Study material:
━━━━━━━━━━━━━━━━━━━━━━━━━━━━━━
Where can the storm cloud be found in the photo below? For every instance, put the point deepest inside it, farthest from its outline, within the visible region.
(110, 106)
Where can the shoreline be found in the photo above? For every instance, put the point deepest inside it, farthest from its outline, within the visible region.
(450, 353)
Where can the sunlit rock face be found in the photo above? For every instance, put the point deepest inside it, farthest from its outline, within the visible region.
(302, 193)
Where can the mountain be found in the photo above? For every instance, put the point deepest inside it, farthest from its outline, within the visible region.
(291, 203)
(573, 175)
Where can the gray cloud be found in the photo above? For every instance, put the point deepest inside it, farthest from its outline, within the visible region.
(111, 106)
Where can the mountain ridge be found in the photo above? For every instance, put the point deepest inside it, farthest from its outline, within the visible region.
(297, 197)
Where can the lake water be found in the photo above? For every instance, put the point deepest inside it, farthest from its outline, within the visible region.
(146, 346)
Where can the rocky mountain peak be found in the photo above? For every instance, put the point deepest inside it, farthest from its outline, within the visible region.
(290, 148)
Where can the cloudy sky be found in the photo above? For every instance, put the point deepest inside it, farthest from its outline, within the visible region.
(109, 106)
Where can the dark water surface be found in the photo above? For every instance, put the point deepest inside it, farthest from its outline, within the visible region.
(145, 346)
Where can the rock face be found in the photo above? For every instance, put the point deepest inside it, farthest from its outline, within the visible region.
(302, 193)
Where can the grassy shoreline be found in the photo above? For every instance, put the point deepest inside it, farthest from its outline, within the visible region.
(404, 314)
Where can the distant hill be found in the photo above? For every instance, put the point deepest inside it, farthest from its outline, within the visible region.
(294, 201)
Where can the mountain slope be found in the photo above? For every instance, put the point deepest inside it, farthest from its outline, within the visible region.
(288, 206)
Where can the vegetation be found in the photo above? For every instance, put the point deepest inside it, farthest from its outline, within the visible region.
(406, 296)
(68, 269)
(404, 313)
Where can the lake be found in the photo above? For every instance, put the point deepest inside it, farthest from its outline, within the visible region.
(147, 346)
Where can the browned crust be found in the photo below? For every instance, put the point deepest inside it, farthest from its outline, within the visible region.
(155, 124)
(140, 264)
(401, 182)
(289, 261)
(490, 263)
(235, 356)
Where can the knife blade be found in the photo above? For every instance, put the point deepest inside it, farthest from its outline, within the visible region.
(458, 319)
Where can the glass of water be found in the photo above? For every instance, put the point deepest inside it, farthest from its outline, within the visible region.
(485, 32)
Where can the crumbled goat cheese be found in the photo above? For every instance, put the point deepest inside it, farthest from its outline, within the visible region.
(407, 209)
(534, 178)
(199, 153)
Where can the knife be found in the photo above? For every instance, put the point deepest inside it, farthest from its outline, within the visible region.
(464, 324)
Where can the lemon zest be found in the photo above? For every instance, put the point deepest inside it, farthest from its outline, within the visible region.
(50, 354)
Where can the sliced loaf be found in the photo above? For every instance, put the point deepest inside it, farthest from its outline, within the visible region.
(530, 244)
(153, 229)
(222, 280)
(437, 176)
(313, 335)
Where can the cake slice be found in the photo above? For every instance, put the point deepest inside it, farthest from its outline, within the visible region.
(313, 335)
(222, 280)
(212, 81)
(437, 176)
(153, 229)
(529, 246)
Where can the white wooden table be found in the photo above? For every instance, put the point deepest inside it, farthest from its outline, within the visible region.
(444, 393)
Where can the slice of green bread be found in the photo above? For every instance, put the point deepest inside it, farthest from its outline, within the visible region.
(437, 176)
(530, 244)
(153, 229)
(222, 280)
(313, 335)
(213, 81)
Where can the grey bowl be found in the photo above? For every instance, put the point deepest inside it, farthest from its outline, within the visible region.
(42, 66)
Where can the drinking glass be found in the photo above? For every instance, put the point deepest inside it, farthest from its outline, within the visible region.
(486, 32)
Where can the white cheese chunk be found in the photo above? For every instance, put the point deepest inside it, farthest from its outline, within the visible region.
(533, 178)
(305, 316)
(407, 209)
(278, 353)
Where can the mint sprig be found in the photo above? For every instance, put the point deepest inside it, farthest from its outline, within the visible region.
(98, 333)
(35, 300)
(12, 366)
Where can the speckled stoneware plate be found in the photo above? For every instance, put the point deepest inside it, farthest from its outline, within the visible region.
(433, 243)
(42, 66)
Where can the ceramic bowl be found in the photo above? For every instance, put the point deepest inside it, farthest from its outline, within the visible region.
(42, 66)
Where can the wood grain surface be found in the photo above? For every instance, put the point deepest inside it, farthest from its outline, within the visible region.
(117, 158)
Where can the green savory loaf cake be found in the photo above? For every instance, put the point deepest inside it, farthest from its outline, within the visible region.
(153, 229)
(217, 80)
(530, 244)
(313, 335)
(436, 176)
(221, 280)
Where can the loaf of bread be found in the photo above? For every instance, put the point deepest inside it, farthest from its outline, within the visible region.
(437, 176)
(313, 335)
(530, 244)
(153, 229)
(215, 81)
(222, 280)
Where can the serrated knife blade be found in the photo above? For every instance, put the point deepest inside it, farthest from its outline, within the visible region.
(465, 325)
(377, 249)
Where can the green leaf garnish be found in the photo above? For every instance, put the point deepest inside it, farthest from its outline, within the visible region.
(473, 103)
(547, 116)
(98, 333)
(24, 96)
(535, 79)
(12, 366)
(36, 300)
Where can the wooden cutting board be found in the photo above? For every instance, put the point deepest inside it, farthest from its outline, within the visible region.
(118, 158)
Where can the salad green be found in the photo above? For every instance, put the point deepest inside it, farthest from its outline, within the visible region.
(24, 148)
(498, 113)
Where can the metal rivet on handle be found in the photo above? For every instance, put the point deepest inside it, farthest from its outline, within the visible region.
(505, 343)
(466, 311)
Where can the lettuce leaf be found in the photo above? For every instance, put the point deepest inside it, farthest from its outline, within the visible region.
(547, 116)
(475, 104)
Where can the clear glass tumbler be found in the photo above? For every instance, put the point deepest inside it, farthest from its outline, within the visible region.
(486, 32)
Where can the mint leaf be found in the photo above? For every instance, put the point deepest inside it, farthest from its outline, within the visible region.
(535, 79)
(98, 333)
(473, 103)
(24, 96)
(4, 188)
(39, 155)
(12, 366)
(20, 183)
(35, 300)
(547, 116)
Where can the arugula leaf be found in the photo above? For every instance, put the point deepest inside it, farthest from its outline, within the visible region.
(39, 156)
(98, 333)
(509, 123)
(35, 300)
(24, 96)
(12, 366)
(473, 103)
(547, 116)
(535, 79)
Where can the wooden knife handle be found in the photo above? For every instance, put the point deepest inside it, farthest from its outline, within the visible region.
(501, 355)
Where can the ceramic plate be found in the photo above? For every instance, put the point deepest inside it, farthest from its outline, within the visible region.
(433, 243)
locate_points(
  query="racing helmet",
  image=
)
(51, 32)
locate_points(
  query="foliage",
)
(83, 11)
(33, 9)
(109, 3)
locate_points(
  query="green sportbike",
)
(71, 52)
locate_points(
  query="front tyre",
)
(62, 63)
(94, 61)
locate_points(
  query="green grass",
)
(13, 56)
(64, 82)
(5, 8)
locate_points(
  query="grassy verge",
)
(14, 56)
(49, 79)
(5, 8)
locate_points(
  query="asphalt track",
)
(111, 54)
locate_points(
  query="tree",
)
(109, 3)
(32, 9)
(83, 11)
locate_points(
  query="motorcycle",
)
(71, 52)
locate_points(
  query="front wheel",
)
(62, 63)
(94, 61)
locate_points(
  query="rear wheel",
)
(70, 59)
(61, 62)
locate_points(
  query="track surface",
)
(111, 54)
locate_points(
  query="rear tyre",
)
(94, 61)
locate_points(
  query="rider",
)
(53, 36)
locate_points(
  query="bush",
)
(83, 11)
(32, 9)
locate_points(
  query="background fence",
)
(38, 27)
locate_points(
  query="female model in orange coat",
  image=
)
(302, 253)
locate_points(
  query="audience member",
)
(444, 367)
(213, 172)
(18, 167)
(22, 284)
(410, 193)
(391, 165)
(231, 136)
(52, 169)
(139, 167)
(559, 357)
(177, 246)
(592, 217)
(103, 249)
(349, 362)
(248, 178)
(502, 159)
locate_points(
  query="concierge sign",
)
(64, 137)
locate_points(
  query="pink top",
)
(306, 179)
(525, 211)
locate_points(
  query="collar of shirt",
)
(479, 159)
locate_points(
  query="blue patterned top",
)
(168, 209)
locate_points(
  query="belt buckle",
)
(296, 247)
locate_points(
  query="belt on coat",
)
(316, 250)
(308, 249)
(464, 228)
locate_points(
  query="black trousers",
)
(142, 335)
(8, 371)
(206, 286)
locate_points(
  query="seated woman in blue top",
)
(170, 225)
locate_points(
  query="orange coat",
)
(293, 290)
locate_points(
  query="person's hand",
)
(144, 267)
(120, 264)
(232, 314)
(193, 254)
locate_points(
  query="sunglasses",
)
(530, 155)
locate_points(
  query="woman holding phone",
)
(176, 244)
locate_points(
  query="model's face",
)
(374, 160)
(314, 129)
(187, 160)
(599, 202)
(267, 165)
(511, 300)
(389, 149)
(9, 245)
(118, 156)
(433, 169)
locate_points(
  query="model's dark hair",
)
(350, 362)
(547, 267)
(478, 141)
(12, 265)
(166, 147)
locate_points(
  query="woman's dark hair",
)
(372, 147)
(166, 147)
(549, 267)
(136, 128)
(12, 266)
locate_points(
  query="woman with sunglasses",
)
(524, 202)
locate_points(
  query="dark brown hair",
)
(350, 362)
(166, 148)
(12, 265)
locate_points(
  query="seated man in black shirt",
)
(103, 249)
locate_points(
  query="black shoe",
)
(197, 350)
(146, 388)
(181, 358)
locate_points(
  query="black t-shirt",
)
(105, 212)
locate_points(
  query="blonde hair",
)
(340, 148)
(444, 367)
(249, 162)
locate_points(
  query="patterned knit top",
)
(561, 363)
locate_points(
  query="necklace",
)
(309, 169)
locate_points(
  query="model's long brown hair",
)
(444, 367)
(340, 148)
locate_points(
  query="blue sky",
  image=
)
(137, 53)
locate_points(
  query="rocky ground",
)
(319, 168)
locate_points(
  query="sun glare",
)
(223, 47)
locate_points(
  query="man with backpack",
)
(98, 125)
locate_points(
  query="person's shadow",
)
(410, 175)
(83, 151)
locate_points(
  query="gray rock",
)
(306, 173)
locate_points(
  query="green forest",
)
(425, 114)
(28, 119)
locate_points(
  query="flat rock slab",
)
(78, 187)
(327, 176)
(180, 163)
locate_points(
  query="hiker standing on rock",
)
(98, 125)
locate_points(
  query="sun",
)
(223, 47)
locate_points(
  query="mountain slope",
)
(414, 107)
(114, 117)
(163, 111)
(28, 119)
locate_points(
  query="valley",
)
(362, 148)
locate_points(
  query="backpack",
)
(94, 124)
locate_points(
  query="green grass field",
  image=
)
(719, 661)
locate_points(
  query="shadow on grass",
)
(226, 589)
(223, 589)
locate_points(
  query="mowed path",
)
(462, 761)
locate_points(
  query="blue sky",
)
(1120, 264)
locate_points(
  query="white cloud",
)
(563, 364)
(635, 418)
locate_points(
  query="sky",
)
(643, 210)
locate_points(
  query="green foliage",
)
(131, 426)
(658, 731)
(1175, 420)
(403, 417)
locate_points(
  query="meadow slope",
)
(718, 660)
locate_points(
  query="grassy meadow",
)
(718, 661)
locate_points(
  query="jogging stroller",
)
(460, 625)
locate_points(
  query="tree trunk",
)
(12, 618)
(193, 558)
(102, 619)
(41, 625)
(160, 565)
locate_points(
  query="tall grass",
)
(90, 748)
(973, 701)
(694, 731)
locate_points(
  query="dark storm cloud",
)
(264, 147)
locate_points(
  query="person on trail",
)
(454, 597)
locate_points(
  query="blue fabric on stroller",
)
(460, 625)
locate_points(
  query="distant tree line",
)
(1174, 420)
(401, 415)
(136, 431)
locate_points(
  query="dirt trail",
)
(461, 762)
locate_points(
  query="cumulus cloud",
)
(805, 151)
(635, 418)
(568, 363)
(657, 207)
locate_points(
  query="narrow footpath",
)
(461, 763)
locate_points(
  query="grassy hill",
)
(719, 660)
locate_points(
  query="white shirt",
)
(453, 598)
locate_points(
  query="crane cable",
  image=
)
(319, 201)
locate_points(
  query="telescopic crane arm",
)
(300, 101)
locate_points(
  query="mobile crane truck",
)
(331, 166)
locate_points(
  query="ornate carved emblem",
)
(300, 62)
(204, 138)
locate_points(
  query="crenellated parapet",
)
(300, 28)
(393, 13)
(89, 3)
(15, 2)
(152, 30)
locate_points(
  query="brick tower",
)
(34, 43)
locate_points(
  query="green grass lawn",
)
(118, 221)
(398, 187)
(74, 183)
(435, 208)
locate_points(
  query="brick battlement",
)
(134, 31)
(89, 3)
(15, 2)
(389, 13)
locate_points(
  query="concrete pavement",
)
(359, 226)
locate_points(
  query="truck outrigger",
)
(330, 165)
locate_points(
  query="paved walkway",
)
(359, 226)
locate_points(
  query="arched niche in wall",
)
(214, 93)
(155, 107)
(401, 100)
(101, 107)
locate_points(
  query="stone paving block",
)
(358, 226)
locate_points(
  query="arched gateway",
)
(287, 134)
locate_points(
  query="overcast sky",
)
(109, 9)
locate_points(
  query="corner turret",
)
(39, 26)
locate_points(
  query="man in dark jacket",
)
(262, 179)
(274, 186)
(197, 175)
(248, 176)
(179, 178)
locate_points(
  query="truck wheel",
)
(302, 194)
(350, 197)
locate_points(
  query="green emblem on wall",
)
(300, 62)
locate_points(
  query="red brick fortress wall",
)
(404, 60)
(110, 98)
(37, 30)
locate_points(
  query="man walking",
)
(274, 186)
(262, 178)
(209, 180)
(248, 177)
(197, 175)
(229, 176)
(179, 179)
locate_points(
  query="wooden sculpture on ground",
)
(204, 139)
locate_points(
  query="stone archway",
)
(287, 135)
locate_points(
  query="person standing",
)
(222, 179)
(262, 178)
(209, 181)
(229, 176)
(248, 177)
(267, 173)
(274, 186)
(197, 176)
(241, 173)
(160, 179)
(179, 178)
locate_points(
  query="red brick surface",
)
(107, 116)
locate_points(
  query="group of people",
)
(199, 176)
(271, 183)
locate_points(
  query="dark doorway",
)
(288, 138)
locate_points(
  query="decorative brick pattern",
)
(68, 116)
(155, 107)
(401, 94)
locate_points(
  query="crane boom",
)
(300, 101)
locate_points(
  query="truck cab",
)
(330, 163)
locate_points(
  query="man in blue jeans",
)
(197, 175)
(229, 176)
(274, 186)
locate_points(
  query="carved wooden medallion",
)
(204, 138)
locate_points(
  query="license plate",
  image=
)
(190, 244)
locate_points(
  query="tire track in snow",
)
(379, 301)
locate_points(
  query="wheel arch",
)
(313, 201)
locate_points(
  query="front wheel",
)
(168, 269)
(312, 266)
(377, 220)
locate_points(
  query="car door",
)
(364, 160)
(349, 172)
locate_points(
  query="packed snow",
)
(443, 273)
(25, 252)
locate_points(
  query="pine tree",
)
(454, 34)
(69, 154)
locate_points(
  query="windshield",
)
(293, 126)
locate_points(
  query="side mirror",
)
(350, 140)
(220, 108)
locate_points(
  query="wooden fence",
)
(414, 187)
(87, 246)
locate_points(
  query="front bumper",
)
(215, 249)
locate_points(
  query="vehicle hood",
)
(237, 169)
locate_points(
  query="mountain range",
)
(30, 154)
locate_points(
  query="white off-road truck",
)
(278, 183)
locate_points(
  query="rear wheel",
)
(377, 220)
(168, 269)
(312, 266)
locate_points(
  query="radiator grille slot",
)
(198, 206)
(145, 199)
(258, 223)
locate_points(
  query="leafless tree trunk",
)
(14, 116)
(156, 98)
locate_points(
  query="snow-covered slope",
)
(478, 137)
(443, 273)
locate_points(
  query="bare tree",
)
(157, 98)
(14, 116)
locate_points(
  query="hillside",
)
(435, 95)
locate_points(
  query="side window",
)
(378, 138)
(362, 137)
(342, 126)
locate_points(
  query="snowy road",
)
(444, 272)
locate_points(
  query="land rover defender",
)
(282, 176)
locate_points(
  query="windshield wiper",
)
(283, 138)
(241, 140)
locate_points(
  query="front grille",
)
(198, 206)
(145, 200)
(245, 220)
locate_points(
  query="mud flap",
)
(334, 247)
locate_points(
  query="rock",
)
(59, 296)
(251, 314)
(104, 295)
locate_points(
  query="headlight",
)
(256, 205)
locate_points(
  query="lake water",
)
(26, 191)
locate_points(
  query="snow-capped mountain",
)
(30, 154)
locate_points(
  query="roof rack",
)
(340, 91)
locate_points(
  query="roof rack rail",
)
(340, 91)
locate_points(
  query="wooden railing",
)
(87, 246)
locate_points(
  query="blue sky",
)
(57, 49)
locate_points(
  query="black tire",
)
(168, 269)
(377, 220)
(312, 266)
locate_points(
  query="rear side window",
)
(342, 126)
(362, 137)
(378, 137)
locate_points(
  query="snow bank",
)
━━━━━━━━━━━━━━━━━━━━━━━━━━━━━━
Required action:
Whenever a line in the material contains the word "tire", copy that line.

Result:
  query="tire track in snow",
  query="black tire",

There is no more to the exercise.